Given instruction
Find every line in the listing below that contains the string "blue" and copy each of those lines. Case counts.
+++++
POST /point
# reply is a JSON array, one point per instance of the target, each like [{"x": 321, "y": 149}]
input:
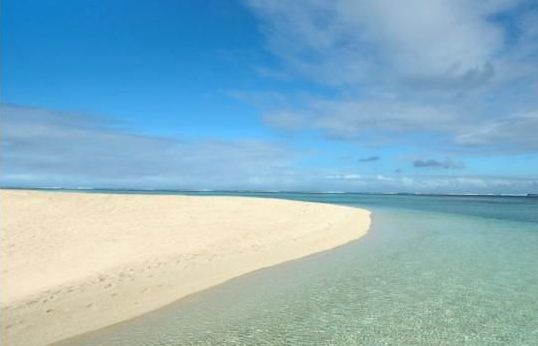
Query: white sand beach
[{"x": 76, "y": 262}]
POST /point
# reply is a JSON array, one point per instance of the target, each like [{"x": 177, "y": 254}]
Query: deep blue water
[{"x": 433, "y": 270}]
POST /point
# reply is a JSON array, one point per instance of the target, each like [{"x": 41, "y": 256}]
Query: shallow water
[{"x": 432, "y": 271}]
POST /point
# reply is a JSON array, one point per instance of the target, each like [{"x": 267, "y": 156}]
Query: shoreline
+++++
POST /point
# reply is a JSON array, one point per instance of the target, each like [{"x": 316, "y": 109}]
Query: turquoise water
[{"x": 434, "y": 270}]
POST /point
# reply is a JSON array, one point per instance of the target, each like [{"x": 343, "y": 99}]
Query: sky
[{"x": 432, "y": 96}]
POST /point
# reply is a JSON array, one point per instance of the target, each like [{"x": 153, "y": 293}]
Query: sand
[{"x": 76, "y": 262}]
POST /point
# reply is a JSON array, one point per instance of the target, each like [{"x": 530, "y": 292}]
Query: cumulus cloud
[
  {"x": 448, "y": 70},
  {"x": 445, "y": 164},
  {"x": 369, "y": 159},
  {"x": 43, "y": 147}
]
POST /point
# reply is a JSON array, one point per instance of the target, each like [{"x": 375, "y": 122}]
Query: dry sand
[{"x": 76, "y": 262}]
+++++
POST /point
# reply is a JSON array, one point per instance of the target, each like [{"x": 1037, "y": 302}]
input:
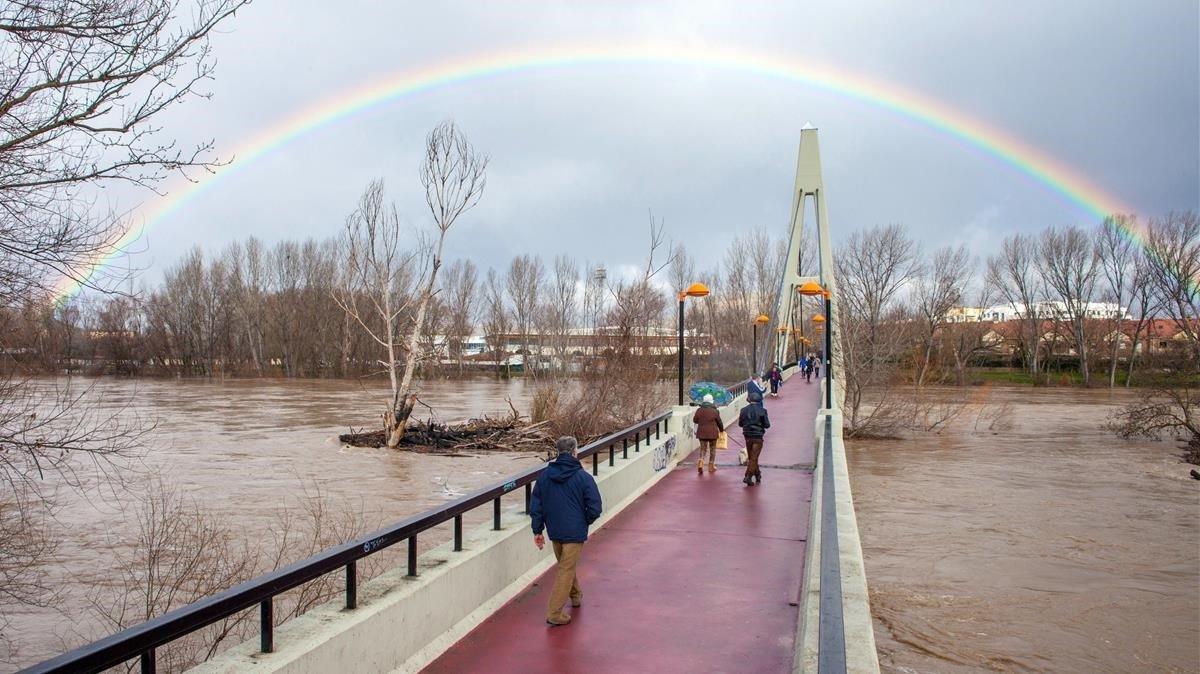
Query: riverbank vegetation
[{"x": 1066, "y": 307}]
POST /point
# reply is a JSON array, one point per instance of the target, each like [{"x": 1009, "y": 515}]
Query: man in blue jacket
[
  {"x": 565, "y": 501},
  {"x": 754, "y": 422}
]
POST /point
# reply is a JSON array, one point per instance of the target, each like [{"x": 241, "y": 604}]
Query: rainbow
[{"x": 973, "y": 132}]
+++++
Answer
Query: deep blue water
Query: man in blue jacket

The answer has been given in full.